#### [DIRECTIONS]
Output each line of the records below, unchanged and in the same order.

Coordinate annotation records:
►

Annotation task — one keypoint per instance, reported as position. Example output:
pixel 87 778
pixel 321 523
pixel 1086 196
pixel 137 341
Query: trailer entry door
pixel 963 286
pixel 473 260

◄

#### [FULL SOLUTION]
Annotation task — one keypoint per instance, reported as position. Example output:
pixel 87 778
pixel 321 523
pixel 1086 196
pixel 137 341
Query: trailer entry door
pixel 963 286
pixel 473 260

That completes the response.